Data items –

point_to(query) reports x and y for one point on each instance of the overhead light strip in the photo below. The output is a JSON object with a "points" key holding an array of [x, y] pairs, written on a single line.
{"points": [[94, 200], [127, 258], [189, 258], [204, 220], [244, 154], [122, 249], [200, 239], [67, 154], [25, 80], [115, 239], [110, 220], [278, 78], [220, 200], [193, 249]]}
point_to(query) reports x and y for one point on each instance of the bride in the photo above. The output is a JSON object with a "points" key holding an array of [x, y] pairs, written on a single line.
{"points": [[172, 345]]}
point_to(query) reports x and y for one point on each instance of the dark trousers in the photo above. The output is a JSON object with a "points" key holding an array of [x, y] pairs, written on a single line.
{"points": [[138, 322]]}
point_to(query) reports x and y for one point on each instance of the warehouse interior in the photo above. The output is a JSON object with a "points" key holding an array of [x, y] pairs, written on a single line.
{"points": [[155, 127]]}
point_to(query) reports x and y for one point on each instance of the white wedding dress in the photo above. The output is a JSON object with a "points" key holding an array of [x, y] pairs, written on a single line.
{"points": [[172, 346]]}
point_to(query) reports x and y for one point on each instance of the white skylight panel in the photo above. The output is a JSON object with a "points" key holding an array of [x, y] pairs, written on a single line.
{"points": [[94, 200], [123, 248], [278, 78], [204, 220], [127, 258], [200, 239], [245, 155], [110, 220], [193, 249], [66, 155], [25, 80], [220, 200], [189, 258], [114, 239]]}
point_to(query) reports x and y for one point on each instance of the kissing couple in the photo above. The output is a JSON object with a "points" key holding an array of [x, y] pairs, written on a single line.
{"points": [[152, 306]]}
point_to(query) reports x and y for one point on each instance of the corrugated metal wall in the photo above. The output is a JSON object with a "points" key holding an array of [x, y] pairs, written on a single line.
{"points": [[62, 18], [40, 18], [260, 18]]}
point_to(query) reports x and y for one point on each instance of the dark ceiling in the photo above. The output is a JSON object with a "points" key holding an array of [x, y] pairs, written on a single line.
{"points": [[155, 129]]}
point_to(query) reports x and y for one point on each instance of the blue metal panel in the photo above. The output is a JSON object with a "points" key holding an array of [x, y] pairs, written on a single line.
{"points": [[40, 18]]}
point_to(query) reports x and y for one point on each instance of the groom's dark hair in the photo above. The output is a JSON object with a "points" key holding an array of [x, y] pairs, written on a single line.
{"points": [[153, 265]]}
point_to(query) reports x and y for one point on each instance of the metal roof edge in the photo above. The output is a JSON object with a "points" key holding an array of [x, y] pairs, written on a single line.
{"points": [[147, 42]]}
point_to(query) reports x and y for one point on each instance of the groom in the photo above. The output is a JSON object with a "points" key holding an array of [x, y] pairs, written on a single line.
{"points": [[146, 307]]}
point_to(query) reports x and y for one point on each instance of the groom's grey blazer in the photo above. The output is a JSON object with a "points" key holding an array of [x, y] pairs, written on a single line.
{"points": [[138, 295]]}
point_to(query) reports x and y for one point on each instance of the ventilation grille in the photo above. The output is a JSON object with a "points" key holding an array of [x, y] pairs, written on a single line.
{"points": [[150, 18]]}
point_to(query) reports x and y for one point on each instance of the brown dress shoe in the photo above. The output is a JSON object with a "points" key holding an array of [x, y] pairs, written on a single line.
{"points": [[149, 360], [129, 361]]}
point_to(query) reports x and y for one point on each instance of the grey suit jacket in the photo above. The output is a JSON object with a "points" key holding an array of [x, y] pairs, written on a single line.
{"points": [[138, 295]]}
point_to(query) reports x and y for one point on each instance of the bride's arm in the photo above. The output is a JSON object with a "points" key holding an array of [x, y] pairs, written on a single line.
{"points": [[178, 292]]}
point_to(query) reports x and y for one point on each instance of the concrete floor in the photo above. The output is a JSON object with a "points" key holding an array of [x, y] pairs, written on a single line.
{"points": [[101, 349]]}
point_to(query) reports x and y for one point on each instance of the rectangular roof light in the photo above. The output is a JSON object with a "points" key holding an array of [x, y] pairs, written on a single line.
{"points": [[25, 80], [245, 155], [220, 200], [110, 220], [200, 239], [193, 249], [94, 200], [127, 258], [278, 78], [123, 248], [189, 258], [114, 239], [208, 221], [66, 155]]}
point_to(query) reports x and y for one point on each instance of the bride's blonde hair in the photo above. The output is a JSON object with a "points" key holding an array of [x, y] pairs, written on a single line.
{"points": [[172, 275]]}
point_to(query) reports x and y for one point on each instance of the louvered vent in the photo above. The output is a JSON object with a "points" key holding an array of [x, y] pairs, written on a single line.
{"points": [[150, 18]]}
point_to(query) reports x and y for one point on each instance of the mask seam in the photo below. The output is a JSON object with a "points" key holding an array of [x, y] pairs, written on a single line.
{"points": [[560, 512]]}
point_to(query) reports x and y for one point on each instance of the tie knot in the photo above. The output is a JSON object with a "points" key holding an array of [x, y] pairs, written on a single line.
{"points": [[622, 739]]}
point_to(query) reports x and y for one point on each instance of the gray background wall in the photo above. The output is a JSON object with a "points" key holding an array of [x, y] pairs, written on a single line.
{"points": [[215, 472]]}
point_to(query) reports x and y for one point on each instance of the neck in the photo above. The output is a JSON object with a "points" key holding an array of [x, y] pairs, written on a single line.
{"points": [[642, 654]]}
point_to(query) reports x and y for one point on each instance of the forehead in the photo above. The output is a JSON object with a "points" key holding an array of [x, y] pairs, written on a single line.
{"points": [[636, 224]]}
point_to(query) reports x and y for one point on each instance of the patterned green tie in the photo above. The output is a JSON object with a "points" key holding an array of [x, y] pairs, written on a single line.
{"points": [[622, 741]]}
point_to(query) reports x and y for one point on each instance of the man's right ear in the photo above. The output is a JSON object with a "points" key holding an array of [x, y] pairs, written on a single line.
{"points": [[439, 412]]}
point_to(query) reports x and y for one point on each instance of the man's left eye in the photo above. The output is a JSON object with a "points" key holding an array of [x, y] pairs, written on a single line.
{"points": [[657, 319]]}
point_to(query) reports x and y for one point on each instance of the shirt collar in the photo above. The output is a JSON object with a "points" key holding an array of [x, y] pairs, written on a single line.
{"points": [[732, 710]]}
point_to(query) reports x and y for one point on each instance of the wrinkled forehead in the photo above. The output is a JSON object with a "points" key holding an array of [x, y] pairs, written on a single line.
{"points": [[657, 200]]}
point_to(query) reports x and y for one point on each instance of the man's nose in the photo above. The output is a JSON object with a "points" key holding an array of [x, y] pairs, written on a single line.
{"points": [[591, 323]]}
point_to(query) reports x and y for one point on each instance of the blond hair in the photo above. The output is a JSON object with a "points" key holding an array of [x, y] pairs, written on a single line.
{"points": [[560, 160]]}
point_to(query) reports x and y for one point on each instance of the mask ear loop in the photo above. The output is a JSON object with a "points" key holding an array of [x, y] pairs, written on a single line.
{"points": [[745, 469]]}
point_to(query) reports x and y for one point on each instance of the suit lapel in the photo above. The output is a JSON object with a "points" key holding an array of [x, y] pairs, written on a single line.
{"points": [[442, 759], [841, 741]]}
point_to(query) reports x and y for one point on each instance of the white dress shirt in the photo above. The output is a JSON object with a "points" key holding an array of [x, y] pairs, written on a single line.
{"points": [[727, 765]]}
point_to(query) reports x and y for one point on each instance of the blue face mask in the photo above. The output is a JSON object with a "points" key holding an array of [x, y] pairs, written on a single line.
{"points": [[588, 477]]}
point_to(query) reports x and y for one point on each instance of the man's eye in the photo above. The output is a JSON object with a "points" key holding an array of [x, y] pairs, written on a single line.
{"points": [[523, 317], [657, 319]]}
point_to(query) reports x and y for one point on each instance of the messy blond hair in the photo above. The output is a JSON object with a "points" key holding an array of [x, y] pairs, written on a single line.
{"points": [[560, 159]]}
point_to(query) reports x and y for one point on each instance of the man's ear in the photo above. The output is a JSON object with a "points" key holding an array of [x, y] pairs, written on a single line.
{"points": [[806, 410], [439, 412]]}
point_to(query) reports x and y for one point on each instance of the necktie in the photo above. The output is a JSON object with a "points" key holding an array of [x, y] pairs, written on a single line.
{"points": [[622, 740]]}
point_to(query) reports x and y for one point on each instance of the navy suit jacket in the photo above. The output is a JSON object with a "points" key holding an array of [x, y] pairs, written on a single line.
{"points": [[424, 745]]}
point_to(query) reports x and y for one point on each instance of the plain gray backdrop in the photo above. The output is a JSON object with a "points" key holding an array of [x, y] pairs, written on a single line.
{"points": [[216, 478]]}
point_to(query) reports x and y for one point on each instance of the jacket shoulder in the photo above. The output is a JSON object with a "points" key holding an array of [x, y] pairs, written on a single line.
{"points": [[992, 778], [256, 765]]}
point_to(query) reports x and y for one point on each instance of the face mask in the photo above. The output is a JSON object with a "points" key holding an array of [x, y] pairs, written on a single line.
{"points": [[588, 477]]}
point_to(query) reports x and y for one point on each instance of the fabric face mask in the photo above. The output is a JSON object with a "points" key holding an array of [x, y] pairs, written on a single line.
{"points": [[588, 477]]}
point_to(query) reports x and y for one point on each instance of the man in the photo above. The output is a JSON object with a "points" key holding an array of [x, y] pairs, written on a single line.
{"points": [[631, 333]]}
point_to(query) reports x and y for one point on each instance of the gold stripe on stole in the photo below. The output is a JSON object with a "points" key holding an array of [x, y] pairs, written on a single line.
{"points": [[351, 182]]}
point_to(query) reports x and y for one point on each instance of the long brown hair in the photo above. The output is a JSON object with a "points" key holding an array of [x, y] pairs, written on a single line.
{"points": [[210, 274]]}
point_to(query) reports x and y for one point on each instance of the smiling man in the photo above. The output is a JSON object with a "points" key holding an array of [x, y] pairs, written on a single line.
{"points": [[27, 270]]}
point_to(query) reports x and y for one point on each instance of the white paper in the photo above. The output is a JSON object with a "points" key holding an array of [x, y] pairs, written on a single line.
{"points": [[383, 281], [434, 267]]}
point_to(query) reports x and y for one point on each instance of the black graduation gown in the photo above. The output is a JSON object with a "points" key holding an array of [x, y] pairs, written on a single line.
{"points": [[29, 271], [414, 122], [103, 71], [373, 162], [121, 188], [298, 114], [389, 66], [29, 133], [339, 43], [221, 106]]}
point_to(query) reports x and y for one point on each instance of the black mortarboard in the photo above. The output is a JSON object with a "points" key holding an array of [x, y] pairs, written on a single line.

Instruction – Starting with the line that contains "the black graduation", print each line through the last one in the listing. Include both end lines and add nothing.

Solution for this problem –
point_to(query) reports x and y for one point on each instance of the black graduation gown in the photo above. The output is a JSON object with a "points" key holding an array of [x, y] pairs, written on a single line.
{"points": [[29, 271], [414, 122], [103, 71], [373, 162], [121, 188], [298, 114], [389, 66], [29, 133], [339, 43], [221, 106]]}
point_to(query) reports x and y for one point on each instance of the black mortarboard in the photo above. The output is a JSON object with a "points" key holding an array of [x, y] pairs, written on a single line.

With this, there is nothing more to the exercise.